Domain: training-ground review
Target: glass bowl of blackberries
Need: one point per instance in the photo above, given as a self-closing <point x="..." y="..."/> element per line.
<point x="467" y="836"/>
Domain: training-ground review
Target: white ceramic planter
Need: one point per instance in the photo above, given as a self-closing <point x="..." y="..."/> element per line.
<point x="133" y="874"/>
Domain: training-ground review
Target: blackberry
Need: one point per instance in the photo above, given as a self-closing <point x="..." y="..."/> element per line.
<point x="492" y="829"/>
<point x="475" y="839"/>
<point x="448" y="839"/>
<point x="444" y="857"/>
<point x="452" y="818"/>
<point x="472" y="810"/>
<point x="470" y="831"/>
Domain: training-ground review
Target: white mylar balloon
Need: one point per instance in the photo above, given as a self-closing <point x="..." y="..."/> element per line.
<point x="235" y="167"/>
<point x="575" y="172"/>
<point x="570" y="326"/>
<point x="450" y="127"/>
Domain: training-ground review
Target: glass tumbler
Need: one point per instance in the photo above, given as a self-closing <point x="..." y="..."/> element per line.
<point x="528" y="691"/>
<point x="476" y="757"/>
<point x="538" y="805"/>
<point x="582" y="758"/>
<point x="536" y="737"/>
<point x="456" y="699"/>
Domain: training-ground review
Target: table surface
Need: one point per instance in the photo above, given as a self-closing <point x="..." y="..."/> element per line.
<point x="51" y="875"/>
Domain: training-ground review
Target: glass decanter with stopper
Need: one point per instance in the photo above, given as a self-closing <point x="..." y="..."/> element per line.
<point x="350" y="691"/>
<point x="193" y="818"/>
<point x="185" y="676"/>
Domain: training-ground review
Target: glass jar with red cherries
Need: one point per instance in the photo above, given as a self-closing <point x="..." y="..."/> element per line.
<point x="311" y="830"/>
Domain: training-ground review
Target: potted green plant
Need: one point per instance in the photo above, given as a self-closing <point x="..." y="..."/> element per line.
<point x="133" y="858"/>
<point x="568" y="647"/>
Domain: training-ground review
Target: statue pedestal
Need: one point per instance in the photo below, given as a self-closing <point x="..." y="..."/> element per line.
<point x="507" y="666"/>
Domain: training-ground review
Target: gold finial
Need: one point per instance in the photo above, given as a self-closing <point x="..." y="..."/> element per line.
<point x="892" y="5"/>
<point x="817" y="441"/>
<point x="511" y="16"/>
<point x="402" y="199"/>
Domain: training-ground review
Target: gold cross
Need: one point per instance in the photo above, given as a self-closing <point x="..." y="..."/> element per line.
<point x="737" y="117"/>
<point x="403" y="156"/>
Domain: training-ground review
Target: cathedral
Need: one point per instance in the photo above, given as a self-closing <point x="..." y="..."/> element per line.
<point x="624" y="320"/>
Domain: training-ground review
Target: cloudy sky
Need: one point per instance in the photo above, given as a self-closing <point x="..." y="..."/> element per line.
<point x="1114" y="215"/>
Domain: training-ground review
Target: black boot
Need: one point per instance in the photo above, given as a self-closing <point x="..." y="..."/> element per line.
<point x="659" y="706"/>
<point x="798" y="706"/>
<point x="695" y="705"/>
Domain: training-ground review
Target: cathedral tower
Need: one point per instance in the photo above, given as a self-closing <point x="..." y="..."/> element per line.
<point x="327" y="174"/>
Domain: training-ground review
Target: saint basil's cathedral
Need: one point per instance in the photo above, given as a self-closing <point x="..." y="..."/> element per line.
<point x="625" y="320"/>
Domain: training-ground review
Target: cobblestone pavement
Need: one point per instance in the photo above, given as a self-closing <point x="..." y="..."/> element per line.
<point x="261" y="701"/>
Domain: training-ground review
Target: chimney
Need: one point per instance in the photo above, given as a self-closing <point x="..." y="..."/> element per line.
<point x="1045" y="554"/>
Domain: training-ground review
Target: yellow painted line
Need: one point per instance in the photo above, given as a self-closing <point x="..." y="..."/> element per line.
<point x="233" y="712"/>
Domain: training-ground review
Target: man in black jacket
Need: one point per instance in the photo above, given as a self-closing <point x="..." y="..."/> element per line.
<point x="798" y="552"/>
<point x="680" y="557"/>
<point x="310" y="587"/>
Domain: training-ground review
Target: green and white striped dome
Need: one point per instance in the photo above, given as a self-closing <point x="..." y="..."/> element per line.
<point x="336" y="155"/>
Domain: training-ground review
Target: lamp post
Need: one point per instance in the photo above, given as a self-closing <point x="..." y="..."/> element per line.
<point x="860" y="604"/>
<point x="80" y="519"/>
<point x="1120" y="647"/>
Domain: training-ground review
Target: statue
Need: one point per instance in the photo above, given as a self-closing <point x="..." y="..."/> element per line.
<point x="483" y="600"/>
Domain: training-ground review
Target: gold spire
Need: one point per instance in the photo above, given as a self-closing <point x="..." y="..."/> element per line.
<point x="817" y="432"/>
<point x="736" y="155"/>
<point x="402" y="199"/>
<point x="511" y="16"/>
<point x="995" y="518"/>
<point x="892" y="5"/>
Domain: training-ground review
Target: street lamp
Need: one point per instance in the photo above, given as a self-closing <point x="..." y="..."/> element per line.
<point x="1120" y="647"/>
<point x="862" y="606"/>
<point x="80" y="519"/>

------

## The request
Copy all data exactly, start to finish.

## The output
Domain: training-ground review
Target: glass bowl of blackberries
Need: one point per instance in the photo above, given as a self-closing <point x="..." y="..."/> element per line.
<point x="467" y="836"/>
Domain: training-ground review
Target: white ceramic planter
Need: one point per instance in the photo above, given as a self-closing <point x="..." y="..."/> element per line.
<point x="133" y="874"/>
Domain: training-ground review
Target: blackberry
Need: one point per instance in the photo above, given as a self-closing <point x="..." y="..."/> element per line.
<point x="492" y="829"/>
<point x="475" y="839"/>
<point x="448" y="839"/>
<point x="444" y="857"/>
<point x="452" y="818"/>
<point x="472" y="810"/>
<point x="470" y="831"/>
Domain: training-ground review
Target: white mylar balloon
Need: one point per instance in the photo above, given as a self-closing <point x="..." y="..."/> element per line.
<point x="235" y="167"/>
<point x="575" y="172"/>
<point x="570" y="326"/>
<point x="450" y="127"/>
Domain: training-ground review
Target: glass tumbler
Need: one point per instance in the photo above, given as a self-closing <point x="..." y="..."/> element per line.
<point x="528" y="691"/>
<point x="476" y="757"/>
<point x="538" y="805"/>
<point x="582" y="758"/>
<point x="536" y="737"/>
<point x="456" y="699"/>
Domain: training-ground review
Target: table surface
Need: one point per instance in the photo above, given as a self-closing <point x="..." y="..."/> element per line.
<point x="51" y="875"/>
Domain: training-ground review
Target: glass decanter with stopper
Need: one point per instance in the photo above, given as a self-closing <point x="..." y="..."/> element per line.
<point x="350" y="691"/>
<point x="193" y="818"/>
<point x="185" y="676"/>
Domain: training-ground review
Target: glass jar with red cherries
Need: one point per instance in the photo above, given as a self-closing <point x="..." y="..."/> element per line.
<point x="311" y="830"/>
Domain: training-ground review
Target: potted green plant
Need: one point per instance in the photo above, given as a self-closing <point x="..." y="..."/> element per line.
<point x="133" y="858"/>
<point x="568" y="647"/>
Domain: training-ground review
Target: statue pedestal
Need: one point per instance in the photo below, given as a self-closing <point x="..." y="..."/> element per line.
<point x="507" y="666"/>
Domain: training-ground review
Target: gold finial
Need: one point per instance in the photo above, given as a self-closing <point x="..." y="..."/> element per line.
<point x="892" y="5"/>
<point x="817" y="441"/>
<point x="511" y="16"/>
<point x="402" y="199"/>
Domain: training-ground review
Target: gold cross
Need: one point per instance in the photo above, given as a self-closing <point x="..." y="..."/> element per line.
<point x="737" y="117"/>
<point x="403" y="156"/>
Domain: training-ground review
Target: cathedral
Need: one point per instance in the photo above, given as a self-closing <point x="..." y="..."/> element per line.
<point x="624" y="320"/>
Domain: training-ground review
Target: cloudy sky
Need: one point per instance in the photo above, given as a self-closing <point x="..." y="..."/> element per line.
<point x="1114" y="215"/>
Domain: training-ground review
Target: black boot
Need: one point per instance in the photo above, given as a self-closing <point x="..." y="..."/> element per line.
<point x="659" y="706"/>
<point x="798" y="706"/>
<point x="695" y="705"/>
Domain: training-ground review
Target: cathedral tower
Need: one point per instance in the photo above, given as a self-closing <point x="..." y="..."/> element per line.
<point x="327" y="174"/>
Domain: training-ground review
Target: saint basil's cathedral
Need: one point per instance in the photo above, given as a self-closing <point x="..." y="..."/> element per line.
<point x="625" y="320"/>
Domain: training-ground review
Target: cobblestone pavement
Need: one point per instance in the photo above, given as a self-closing <point x="..." y="..."/> element per line.
<point x="261" y="701"/>
Domain: training-ground review
Target: chimney
Need: one point per instance in the photo above, given as a self-closing <point x="..." y="..."/> element per line.
<point x="1045" y="554"/>
Domain: training-ground review
Target: yellow painted line
Need: one point per instance in the photo above, given as a self-closing <point x="..." y="..."/> element per line.
<point x="233" y="712"/>
Domain: training-ground review
Target: man in black jacket
Need: one point per instance in the photo above, given as a self-closing <point x="..." y="..."/> element per line.
<point x="798" y="552"/>
<point x="680" y="557"/>
<point x="310" y="587"/>
Domain: training-ground review
Target: green and white striped dome
Need: one point per instance in the photo above, given as a self-closing <point x="..." y="..."/> element per line.
<point x="336" y="155"/>
Domain: training-ground review
Target: lamp post
Need: one point per instance in the photo above, given as a self-closing <point x="..." y="..."/> element per line.
<point x="860" y="604"/>
<point x="80" y="519"/>
<point x="1120" y="647"/>
Domain: training-ground review
Target: statue
Need: one point per instance in the photo above, given as a self-closing <point x="..." y="..."/> element per line.
<point x="483" y="600"/>
Domain: training-ground review
Target: gold spire
Need: one point per instance in the photo above, given as a self-closing <point x="..." y="..."/> element per line.
<point x="817" y="432"/>
<point x="736" y="155"/>
<point x="402" y="199"/>
<point x="511" y="16"/>
<point x="995" y="518"/>
<point x="892" y="5"/>
Domain: training-ground review
Target: street lamp
Need: one point per instance in the photo above, given as a self-closing <point x="..." y="..."/> element per line.
<point x="1120" y="647"/>
<point x="862" y="606"/>
<point x="80" y="519"/>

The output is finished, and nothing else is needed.